> **DATA EXTRACT**
================================

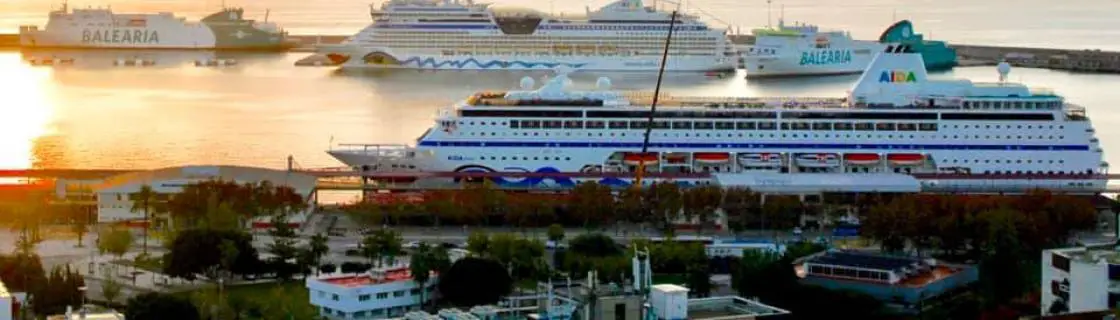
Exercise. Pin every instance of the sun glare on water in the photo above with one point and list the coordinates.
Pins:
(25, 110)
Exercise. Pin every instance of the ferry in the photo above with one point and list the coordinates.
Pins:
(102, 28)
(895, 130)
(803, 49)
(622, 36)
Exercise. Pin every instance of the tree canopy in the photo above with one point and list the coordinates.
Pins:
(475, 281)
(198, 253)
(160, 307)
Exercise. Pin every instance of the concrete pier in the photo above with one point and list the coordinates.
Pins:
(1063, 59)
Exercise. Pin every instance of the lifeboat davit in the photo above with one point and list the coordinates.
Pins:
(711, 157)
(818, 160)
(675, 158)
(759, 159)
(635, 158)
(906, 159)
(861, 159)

================================

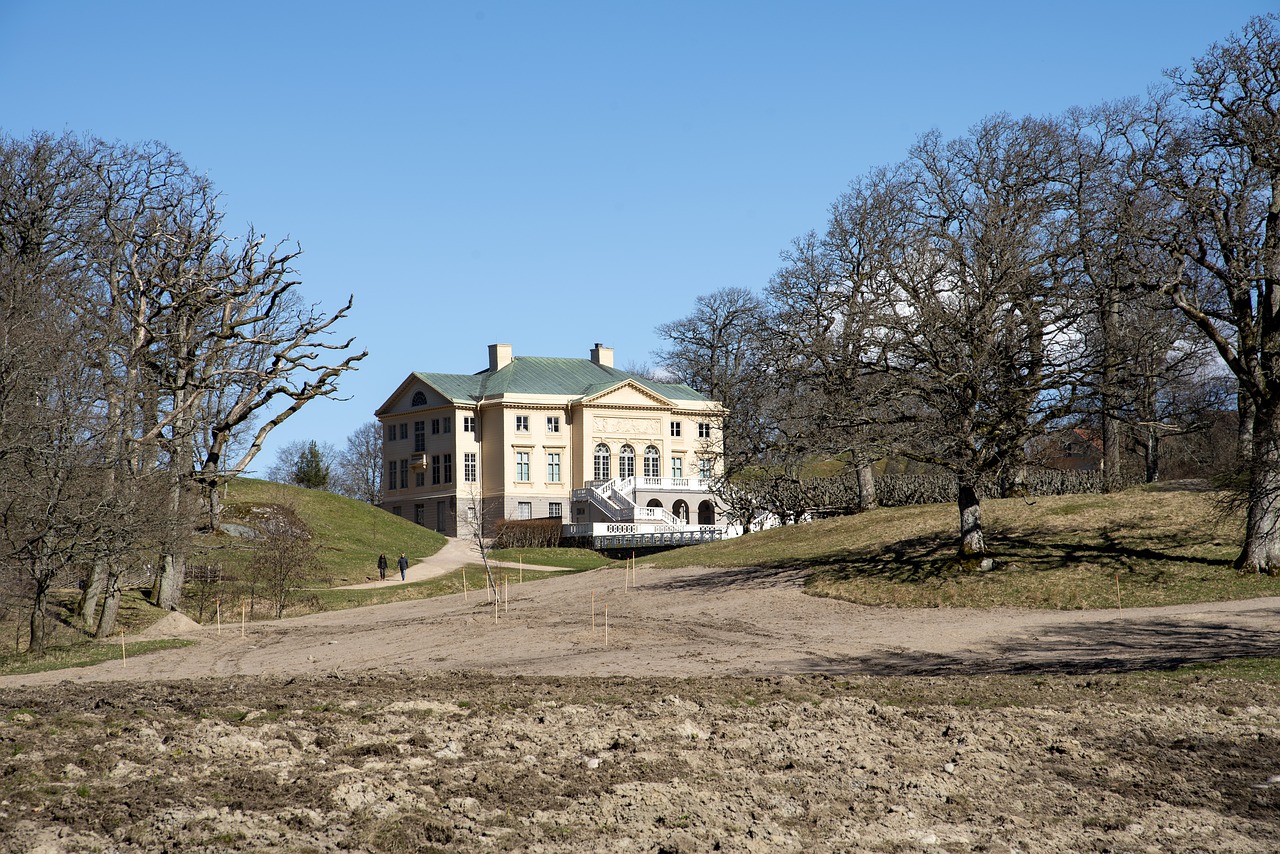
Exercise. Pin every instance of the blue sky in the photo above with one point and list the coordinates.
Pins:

================================

> **THE PROBLEM**
Which lines in the records above contain the string "Exercise"? Copy each one.

> **TASK RESPONSE**
Exercise. Pin every instance of the sun glare on water in the photo above with one point and list the coordinates.
Exercise. Pin every instance of the ferry in the photo above with one point and list the coordinates.
Exercise. Pin every instance of the tree canopy in the photo above with one point and list the coordinates.
Exercise. Pin every instance of the concrete pier in the photo above with one point and list the coordinates.
Exercise. Pin every instance of the lifeboat davit in the photo above with one point and list the coordinates.
Exercise. Pin every instance of the blue sky in the photo above with one point and list the coordinates.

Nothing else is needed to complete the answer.